======== THE RECORDS ========
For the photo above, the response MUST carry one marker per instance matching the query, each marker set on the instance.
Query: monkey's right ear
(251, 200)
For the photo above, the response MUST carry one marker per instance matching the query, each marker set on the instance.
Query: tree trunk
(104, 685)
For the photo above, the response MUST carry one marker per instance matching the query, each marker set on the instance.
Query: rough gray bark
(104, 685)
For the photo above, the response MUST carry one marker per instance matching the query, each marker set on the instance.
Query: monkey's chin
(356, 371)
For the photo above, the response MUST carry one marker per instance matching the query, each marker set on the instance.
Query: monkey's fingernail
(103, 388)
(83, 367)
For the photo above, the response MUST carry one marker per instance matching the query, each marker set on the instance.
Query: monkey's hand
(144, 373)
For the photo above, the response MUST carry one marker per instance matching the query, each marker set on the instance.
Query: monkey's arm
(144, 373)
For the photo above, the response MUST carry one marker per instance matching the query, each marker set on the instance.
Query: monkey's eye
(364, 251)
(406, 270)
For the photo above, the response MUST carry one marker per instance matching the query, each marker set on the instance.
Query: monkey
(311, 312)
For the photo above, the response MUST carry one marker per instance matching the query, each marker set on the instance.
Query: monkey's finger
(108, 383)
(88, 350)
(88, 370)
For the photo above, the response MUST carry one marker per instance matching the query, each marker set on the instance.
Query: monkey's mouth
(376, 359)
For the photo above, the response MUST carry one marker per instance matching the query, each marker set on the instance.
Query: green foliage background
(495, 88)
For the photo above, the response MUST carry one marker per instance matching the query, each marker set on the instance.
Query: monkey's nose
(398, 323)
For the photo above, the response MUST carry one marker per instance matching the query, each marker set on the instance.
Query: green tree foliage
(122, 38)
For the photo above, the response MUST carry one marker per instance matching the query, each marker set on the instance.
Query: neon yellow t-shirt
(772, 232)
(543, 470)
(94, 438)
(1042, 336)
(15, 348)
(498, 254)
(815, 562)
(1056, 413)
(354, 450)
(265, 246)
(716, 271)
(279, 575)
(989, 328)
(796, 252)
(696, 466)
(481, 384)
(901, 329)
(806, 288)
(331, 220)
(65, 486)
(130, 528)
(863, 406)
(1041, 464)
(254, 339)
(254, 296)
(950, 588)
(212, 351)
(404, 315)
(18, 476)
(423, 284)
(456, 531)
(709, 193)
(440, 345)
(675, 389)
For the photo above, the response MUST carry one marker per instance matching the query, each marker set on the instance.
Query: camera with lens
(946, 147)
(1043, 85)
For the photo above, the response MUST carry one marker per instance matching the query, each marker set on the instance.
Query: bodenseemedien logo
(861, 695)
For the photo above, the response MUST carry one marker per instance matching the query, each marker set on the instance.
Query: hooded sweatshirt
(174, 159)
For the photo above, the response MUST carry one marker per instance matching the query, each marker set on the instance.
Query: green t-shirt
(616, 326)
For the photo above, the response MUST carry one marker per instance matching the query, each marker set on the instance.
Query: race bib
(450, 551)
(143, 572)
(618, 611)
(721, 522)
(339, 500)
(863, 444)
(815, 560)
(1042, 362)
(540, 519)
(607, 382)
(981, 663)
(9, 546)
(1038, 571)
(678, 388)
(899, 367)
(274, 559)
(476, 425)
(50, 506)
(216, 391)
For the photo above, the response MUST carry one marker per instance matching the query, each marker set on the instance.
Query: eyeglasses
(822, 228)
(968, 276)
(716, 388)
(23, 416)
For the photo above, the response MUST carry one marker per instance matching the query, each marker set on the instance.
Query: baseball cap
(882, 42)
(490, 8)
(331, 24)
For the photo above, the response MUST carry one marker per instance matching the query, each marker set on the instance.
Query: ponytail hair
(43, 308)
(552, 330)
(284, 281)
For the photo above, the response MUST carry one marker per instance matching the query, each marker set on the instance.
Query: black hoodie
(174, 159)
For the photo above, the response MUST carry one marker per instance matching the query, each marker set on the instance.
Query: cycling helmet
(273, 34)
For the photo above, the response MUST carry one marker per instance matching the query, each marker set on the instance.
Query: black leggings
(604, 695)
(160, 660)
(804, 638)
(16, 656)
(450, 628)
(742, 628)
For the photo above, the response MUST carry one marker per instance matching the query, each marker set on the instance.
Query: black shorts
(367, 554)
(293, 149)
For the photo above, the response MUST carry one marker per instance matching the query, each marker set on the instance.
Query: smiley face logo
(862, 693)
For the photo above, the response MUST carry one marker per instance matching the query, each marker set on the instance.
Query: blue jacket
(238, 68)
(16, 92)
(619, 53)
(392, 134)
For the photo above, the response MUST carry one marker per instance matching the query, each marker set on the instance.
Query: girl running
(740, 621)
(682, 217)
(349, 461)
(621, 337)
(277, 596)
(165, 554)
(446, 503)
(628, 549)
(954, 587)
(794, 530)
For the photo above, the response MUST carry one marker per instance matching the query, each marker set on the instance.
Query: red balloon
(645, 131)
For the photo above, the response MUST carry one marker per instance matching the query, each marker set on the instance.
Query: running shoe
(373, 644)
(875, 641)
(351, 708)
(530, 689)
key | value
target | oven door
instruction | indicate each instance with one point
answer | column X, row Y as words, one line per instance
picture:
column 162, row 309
========
Find the line containing "key | value". Reproduce it exactly, along with every line after it through the last.

key | value
target | oven door
instruction | indicate each instance with one point
answer | column X, row Y as words, one line per instance
picture:
column 162, row 309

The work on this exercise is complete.